_Records shown:_
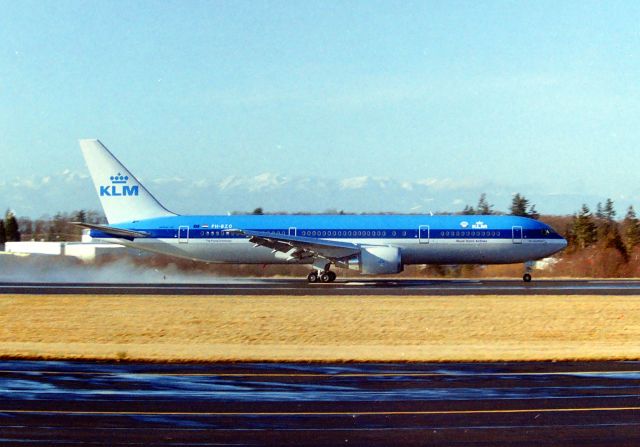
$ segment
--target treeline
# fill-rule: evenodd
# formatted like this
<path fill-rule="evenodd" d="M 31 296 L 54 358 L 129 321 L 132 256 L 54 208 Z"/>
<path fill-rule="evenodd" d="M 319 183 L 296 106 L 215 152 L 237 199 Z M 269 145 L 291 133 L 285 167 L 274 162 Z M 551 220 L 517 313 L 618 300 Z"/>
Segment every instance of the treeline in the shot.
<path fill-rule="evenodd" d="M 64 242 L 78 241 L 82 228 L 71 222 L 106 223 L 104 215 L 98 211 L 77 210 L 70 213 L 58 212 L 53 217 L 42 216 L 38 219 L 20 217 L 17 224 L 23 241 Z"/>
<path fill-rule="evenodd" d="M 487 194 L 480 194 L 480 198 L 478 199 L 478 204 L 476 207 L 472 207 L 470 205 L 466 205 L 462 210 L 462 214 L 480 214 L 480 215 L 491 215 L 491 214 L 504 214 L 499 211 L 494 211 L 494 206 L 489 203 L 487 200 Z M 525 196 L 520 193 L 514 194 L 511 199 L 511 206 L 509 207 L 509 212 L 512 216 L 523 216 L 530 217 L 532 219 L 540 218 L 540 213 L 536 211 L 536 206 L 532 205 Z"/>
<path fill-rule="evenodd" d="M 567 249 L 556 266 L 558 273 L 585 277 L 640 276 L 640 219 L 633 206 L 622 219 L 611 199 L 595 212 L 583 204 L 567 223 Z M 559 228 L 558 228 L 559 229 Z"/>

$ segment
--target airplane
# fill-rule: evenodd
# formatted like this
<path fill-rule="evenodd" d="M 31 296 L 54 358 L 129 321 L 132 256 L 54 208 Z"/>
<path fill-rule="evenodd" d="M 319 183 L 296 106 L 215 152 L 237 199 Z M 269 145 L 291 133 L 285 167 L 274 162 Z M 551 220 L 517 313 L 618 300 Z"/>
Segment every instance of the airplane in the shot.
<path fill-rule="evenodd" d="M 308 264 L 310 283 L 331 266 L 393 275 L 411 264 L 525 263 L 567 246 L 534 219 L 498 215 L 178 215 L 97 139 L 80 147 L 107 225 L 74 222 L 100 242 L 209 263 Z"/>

---

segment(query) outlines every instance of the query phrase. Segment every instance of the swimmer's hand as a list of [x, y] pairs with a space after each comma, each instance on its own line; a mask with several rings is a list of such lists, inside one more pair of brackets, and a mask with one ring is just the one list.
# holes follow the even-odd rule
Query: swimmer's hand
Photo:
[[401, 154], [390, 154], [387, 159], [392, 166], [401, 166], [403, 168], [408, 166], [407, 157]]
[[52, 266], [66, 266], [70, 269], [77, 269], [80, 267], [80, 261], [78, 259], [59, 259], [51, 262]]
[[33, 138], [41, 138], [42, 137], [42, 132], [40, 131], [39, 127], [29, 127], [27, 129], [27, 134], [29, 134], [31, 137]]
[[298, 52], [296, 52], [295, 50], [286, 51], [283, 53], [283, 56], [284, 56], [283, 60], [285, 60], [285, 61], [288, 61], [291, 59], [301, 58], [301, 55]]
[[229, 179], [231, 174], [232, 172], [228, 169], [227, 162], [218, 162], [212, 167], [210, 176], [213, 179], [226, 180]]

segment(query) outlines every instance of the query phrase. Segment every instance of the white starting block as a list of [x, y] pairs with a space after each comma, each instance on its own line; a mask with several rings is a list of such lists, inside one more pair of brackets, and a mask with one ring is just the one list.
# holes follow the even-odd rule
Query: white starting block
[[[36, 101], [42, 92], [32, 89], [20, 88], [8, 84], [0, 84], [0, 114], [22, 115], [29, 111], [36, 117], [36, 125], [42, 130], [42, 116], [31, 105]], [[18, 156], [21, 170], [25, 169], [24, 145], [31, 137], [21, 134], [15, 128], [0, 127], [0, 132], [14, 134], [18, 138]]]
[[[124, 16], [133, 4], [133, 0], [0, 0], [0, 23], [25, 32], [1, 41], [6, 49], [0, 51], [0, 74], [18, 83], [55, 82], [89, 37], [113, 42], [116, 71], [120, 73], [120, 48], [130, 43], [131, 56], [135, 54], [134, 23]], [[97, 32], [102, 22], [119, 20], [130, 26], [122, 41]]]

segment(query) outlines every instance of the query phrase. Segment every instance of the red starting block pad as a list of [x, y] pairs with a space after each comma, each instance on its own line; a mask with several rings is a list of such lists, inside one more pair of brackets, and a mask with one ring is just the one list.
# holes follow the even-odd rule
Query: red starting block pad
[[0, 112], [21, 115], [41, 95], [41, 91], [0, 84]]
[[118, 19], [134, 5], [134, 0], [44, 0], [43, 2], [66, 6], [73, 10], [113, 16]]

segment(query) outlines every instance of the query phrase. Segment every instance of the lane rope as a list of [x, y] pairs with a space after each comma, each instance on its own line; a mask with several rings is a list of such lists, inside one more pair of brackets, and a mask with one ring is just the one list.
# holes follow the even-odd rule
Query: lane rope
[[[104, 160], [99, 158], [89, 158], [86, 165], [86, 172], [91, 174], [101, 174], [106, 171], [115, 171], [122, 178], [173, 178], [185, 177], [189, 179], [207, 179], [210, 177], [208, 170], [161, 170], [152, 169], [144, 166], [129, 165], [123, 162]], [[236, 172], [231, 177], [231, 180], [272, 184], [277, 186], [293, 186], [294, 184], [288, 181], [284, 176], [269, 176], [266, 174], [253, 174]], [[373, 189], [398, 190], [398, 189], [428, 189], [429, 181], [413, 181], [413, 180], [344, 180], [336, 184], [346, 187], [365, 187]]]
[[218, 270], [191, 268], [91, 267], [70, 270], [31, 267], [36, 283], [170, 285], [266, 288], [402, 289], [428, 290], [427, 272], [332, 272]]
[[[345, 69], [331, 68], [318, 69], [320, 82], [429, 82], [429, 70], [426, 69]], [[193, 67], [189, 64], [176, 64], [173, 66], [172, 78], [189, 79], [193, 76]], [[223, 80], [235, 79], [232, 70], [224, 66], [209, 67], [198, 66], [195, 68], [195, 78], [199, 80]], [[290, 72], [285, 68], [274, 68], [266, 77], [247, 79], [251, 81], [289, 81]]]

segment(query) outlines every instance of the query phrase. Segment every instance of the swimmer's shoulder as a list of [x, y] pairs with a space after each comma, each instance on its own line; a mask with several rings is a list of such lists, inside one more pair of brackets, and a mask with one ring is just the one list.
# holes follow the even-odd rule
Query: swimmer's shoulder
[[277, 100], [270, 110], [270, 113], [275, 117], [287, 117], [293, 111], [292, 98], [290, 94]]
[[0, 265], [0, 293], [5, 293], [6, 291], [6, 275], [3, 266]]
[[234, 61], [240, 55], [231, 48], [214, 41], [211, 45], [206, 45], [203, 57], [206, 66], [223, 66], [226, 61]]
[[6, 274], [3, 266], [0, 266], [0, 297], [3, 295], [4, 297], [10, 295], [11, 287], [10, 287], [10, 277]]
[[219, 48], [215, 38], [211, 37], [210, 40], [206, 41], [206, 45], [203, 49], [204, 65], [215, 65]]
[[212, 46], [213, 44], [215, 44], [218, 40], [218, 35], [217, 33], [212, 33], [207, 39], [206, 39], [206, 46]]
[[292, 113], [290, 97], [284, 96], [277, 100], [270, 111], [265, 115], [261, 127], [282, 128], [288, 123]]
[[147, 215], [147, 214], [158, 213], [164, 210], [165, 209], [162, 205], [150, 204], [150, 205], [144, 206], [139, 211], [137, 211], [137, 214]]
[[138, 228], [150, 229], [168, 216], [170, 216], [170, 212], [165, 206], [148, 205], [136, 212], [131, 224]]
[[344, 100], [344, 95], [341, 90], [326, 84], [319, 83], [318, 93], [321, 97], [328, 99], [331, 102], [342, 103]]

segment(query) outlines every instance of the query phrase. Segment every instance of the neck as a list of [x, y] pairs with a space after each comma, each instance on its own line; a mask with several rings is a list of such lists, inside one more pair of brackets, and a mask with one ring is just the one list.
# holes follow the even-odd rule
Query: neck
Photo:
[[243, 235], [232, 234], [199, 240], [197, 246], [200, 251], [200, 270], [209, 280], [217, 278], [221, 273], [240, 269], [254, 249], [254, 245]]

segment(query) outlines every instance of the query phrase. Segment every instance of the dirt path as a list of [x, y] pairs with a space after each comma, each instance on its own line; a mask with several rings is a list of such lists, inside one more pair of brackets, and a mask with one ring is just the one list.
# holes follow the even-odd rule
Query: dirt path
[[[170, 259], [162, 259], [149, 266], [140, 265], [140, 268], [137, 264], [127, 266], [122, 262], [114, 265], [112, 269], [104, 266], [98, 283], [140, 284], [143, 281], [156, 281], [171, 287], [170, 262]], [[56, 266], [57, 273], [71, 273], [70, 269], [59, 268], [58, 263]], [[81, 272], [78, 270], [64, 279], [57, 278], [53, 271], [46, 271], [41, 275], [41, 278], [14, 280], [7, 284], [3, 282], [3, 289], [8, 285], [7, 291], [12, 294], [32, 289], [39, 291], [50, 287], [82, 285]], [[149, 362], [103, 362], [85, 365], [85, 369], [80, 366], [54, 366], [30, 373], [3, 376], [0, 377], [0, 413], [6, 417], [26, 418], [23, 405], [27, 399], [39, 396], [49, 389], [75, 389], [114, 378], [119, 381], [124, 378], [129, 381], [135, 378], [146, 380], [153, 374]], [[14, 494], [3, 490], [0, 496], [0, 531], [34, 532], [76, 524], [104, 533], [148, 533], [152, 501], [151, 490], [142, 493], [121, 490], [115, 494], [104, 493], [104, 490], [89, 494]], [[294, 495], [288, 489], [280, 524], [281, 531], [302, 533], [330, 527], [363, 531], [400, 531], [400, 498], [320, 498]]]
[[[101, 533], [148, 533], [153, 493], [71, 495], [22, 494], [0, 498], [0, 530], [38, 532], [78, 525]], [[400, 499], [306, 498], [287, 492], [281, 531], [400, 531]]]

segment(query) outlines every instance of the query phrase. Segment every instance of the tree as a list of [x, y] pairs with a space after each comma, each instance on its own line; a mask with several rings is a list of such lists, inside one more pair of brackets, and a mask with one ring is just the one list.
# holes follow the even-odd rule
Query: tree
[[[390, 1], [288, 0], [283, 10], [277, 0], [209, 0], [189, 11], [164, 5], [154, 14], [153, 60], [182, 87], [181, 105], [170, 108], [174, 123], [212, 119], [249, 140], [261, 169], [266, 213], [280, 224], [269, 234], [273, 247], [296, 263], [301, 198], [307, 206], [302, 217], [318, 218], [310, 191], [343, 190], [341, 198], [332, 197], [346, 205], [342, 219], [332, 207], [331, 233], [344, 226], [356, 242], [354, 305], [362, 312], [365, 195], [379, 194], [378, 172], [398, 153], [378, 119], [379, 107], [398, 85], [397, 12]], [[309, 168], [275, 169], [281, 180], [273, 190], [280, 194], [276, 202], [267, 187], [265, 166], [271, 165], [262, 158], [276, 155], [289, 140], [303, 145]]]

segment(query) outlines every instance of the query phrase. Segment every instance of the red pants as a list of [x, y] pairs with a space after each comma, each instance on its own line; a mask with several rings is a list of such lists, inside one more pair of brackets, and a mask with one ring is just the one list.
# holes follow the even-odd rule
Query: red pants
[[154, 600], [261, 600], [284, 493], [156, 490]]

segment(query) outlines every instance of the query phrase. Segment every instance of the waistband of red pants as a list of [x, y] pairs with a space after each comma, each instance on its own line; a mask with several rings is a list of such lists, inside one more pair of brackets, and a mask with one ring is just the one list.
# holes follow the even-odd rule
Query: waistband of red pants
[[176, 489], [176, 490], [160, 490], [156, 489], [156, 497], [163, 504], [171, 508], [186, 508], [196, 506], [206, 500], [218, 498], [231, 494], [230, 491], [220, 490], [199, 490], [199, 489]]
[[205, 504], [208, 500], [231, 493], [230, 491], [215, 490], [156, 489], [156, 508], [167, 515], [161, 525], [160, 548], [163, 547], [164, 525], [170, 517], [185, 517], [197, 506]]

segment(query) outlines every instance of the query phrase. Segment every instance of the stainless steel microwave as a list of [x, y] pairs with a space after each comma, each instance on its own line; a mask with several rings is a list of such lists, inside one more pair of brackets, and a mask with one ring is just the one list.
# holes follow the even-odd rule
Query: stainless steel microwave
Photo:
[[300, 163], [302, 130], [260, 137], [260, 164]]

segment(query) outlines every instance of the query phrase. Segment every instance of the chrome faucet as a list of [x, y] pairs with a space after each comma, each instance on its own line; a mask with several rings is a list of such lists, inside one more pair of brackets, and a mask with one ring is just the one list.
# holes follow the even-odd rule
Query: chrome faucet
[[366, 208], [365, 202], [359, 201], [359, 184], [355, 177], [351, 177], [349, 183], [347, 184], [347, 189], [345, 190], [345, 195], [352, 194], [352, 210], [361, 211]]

* * *

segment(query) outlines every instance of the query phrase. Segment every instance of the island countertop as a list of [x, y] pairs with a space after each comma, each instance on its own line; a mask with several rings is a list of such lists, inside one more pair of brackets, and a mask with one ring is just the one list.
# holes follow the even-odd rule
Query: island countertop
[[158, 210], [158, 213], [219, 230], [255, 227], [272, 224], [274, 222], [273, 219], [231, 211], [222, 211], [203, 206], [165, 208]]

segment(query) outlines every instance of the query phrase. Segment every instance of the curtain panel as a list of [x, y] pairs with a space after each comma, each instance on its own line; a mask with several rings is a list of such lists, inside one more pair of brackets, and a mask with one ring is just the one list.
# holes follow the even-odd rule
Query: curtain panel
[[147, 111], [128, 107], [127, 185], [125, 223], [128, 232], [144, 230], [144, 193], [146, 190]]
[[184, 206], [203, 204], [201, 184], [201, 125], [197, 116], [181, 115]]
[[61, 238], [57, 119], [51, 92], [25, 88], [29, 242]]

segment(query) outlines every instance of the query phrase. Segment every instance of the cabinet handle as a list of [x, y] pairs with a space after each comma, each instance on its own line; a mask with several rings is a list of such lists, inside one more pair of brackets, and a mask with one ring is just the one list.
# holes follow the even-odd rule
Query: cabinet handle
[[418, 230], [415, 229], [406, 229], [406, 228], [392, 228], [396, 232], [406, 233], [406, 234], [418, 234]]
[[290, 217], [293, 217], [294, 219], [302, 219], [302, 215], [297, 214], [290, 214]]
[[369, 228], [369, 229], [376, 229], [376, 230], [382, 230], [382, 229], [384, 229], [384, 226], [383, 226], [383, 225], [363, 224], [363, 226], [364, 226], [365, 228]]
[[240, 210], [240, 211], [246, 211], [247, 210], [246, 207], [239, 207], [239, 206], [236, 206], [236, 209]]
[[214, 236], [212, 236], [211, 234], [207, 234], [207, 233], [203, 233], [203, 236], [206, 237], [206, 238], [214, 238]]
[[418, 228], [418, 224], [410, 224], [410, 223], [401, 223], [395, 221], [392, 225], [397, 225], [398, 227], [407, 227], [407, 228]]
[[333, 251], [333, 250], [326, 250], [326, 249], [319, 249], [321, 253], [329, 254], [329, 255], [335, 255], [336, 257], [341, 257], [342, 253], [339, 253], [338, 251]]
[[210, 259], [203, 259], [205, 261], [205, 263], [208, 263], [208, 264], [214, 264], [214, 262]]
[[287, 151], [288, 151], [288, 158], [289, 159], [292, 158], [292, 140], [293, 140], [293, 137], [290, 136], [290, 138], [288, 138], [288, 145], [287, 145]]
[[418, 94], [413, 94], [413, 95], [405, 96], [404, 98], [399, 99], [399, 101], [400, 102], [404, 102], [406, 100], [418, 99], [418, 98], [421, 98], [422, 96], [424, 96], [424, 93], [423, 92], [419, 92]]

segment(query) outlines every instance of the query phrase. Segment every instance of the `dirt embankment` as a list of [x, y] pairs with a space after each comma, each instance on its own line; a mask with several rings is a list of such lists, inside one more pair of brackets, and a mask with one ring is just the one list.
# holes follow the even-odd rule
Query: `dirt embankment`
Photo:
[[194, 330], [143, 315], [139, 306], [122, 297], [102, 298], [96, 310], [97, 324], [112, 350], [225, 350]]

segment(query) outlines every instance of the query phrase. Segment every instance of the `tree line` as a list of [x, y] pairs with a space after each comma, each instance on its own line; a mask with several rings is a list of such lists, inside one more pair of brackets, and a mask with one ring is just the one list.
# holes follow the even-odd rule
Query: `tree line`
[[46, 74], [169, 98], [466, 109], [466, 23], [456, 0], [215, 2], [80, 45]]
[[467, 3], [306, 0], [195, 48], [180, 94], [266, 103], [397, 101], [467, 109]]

_Task directions:_ Using the records above, report each line that contains the word "microwave" by copying it.

_Exercise output:_
segment(query) outlines every instance of the query phrase. Segment every instance of the stainless steel microwave as a list of [x, y] pairs with a space after each comma, each instance on its own line; a mask with several rings is a list of such lists, inside one more pair of brackets, and a mask with one ring is just the one list.
Query: stainless steel microwave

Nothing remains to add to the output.